start Material supplied
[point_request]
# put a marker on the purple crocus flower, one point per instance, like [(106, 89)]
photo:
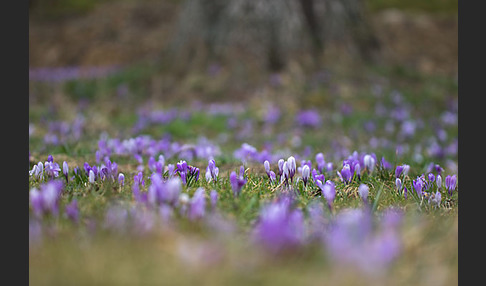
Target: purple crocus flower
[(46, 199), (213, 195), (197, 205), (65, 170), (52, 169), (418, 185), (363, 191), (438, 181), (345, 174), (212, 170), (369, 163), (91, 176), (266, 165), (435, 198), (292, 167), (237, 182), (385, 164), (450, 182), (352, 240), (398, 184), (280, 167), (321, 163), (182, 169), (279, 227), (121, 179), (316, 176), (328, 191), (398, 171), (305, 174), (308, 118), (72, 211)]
end Material supplied
Reproduce word for word the stretch from the start of the rows through the line containing "Target: purple crocus flower". Leave the pictures out of your copy.

--- Answer to this exercise ---
[point_request]
# put a marker on the purple crocus flower, one point per instance, like [(106, 89)]
photo:
Target: purple crocus flower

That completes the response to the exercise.